▶ [Problem to solve] Report each line of the data that contains the string "below".

Start of Extracted material

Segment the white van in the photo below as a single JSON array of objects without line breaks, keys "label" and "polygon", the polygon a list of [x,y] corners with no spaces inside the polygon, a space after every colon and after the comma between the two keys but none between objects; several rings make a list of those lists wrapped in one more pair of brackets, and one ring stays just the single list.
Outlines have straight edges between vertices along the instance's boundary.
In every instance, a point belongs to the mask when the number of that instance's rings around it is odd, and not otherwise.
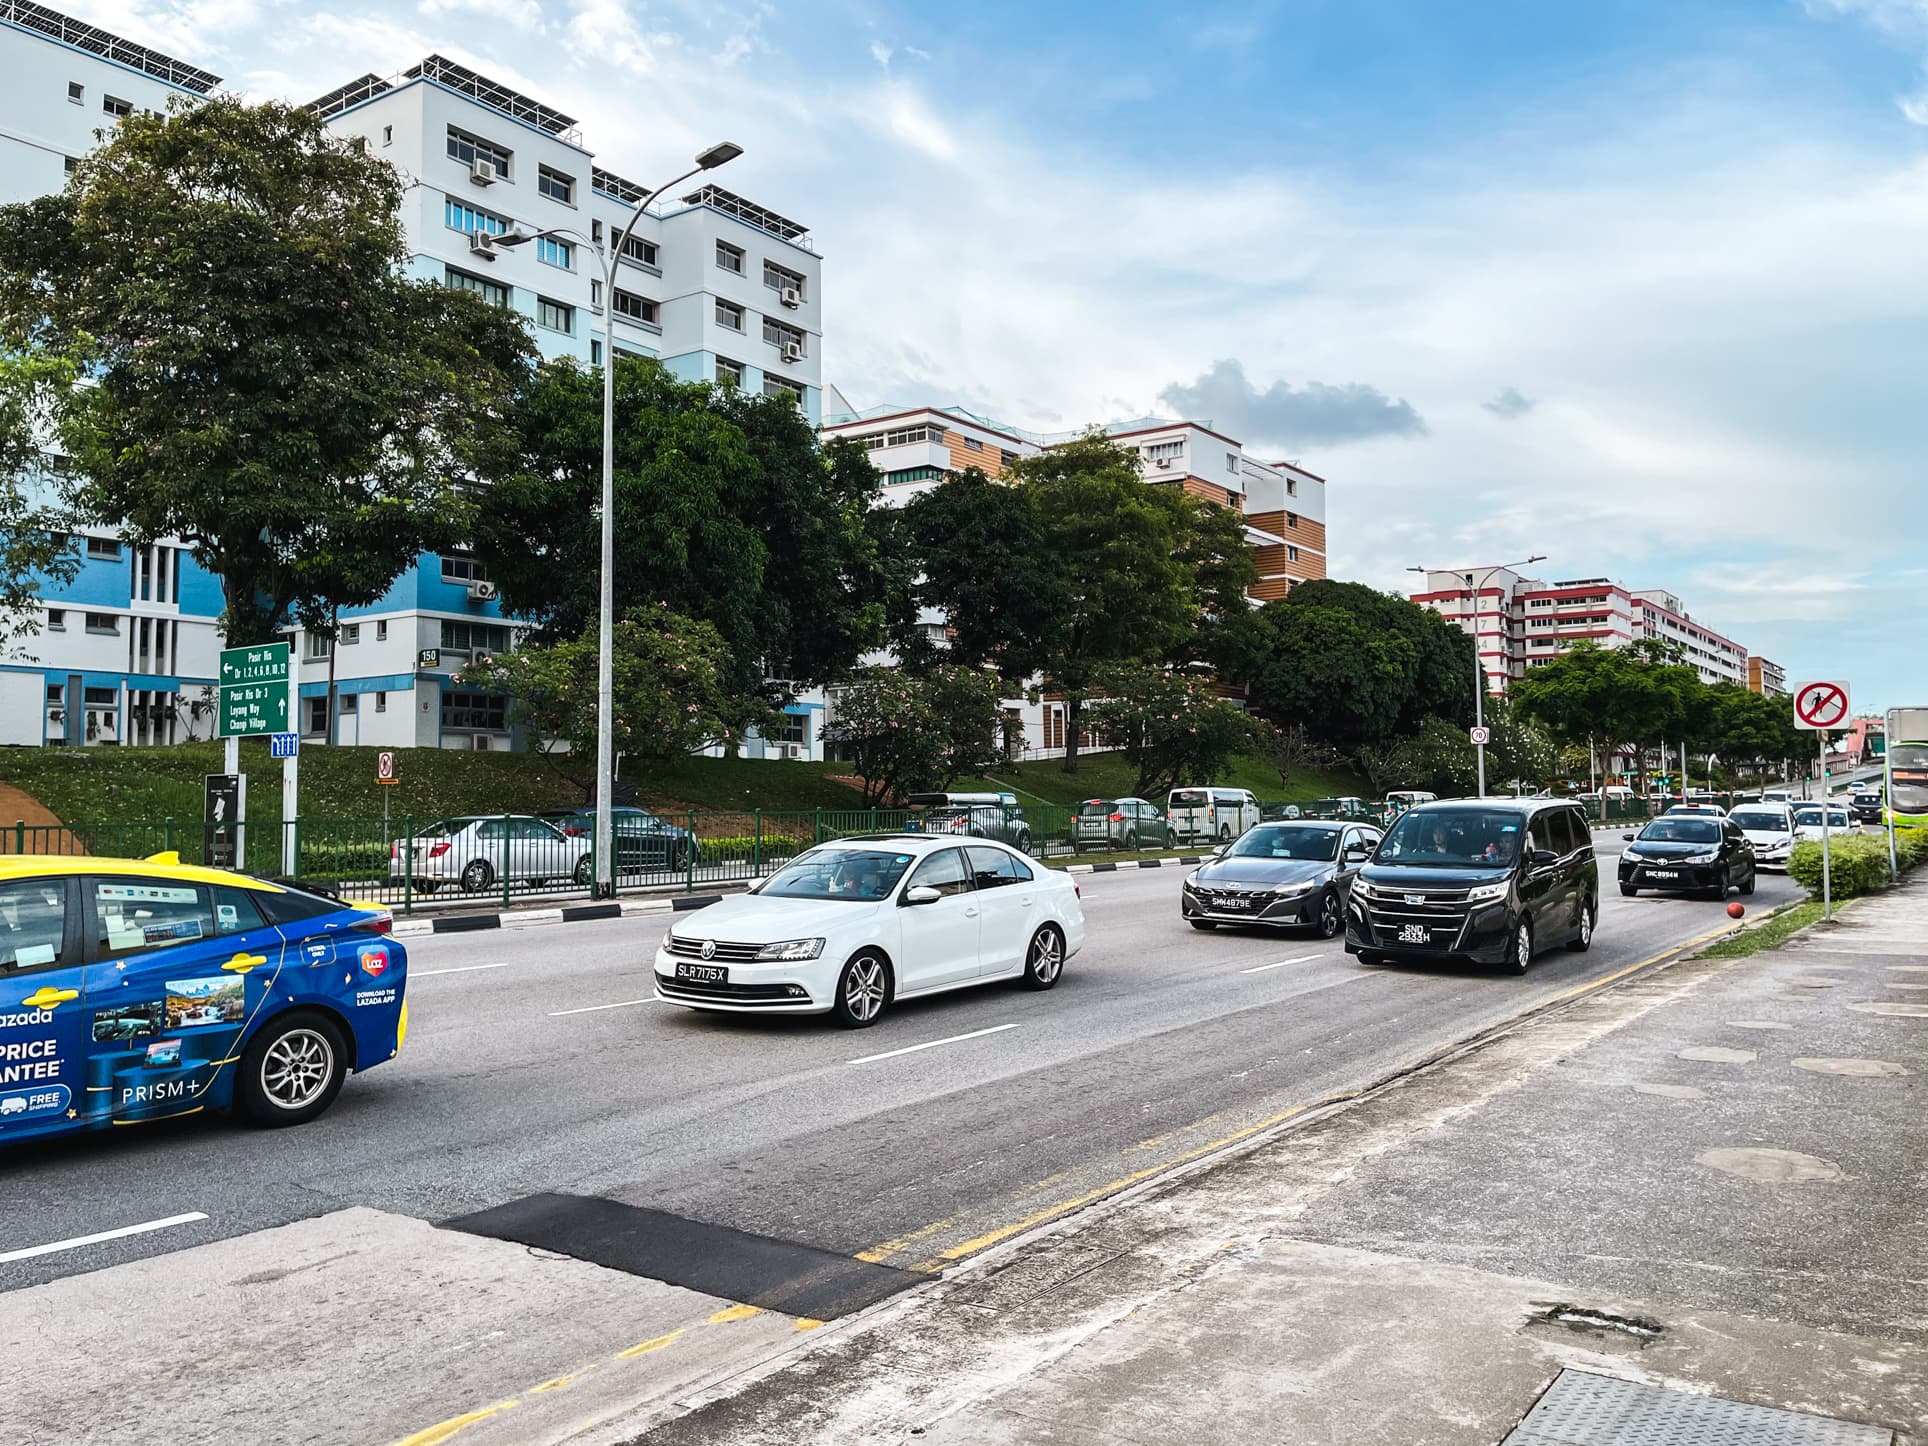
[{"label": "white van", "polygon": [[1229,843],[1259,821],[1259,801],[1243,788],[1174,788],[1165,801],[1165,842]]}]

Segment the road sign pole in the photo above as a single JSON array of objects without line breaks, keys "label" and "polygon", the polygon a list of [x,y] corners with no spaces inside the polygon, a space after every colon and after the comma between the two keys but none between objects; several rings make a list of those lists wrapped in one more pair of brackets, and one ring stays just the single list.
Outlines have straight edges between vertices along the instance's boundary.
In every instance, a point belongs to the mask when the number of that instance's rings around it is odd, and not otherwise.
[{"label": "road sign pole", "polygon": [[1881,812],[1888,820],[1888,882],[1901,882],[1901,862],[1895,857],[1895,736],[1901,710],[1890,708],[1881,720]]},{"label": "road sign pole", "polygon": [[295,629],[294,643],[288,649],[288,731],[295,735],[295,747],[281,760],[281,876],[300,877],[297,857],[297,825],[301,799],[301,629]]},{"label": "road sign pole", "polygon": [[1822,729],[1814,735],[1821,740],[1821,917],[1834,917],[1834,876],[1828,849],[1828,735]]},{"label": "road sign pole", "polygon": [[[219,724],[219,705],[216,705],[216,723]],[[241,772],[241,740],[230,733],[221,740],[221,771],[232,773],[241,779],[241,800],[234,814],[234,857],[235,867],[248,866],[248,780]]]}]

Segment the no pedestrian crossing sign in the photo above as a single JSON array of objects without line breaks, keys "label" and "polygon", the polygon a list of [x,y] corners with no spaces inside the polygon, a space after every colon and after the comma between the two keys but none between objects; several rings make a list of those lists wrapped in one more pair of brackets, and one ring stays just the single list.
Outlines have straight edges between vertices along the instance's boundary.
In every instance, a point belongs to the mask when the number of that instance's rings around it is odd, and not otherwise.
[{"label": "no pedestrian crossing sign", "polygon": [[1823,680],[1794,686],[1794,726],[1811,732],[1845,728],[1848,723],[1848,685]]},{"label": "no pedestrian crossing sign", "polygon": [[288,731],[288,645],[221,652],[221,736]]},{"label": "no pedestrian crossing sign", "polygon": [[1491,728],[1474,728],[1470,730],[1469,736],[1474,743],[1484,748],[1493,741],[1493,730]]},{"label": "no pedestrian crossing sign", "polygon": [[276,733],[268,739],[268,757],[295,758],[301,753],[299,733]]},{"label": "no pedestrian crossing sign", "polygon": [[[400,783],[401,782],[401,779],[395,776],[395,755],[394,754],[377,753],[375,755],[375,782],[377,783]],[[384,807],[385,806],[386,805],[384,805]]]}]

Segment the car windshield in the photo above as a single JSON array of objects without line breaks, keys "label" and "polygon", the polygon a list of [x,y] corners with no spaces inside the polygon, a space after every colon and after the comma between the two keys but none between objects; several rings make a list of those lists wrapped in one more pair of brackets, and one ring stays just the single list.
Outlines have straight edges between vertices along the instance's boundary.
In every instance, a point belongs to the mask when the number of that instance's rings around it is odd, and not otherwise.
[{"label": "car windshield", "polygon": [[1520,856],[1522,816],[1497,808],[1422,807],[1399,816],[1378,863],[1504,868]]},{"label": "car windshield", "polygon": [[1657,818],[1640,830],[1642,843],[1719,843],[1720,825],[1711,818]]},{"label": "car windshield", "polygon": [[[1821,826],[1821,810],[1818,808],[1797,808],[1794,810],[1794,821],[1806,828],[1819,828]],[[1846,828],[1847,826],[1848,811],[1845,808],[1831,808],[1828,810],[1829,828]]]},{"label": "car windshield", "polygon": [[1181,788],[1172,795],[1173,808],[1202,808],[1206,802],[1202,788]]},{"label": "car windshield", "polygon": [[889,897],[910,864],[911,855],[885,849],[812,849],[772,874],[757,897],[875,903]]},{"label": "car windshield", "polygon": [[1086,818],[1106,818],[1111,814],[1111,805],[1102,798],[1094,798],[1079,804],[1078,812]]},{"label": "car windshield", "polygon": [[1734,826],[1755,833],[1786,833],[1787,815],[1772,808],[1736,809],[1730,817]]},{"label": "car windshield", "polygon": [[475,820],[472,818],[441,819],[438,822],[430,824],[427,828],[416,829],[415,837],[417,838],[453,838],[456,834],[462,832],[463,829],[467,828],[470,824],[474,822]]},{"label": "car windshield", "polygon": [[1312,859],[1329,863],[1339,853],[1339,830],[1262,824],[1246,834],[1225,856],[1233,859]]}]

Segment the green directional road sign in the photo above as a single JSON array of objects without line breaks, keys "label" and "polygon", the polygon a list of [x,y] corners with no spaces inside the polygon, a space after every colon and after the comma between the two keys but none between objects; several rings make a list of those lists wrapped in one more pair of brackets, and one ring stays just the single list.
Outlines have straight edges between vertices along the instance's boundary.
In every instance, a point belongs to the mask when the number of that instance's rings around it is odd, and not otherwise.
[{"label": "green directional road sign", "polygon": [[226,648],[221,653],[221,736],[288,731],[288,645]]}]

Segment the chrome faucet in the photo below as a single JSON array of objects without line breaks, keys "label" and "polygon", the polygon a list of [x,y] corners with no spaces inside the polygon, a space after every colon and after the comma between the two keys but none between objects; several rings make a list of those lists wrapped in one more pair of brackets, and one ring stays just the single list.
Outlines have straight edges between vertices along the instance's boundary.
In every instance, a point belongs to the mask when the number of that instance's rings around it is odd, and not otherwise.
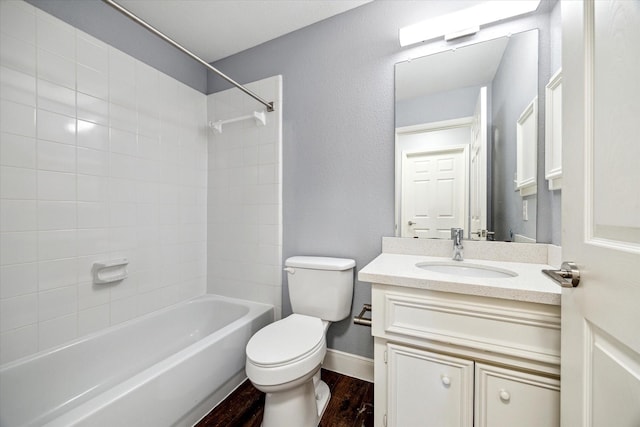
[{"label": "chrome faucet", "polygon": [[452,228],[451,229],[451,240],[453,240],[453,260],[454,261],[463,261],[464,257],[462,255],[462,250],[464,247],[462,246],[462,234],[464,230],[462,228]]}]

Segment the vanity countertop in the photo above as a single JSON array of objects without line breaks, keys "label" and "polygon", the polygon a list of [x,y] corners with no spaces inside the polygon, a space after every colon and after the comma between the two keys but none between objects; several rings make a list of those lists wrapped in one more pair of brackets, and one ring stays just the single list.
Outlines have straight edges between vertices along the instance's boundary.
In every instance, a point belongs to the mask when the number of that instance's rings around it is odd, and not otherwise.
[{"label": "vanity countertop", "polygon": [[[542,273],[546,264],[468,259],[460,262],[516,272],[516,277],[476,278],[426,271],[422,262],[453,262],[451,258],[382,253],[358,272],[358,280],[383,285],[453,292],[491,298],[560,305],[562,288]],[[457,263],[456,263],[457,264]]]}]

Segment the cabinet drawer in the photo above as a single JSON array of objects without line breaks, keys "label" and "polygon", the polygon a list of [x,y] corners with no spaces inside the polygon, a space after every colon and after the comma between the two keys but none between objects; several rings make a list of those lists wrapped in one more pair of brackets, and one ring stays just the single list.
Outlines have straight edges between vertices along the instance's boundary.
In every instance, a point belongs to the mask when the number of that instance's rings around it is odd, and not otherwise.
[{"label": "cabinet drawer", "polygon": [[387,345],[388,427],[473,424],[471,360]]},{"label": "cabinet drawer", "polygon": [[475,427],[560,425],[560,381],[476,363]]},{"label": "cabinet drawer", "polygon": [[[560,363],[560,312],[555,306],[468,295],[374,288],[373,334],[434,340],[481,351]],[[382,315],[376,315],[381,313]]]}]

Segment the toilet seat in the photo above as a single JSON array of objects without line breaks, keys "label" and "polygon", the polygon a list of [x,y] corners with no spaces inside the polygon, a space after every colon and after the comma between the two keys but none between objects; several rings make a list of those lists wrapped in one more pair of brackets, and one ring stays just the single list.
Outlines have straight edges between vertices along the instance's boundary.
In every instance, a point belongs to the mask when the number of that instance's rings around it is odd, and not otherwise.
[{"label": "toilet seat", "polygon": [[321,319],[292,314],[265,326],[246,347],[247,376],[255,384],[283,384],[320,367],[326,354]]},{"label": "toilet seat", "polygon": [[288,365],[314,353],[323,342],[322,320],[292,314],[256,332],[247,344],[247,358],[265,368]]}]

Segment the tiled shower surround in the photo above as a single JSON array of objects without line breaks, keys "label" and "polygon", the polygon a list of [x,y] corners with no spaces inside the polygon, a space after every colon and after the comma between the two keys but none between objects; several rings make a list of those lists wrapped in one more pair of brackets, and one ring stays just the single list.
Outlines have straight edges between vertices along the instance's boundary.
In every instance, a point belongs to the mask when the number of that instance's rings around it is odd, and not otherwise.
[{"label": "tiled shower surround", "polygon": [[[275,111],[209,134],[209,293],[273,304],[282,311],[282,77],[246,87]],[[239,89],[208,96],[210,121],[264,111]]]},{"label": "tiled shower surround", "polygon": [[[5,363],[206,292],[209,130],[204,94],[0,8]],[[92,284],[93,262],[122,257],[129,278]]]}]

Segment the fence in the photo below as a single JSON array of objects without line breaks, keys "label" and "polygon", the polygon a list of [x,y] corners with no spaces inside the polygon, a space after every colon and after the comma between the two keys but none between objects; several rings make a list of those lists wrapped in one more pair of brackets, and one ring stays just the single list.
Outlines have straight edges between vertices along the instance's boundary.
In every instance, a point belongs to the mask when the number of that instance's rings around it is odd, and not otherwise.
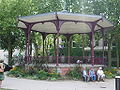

End of Extracted material

▶ [Output for this exercise]
Segment the white van in the photo below as a single JSON array of objects without line breaks, keys "label" and "polygon", the polygon a list of [x,y] corners with no spaces inside the polygon, a space after every colon and after the comma between the two keys but none between objects; several rings make a list of those lists wrapped in one more pair of brackets, and one ring stays just the single list.
Segment the chrome faucet in the photo below as a single JSON array of objects without line breaks, keys "label" and "polygon", the polygon a list of [x,y] corners with no spaces inside the polygon, a space after every colon and after the comma between the two keys but none between objects; several rings make a list of those lists wrapped in one more pair of brackets, and one ring stays just the single list.
Segment the fence in the photo below as a single JSON array of objects without line breaks, keys "label" and "polygon", the polygon a list of [x,y] corners with no spaces inside the polygon, a space after every colon and after the comma between the two keys but none between objects; several rings make a list of those lists wrapped in one more pair of brackets, and one ring stays just the single list.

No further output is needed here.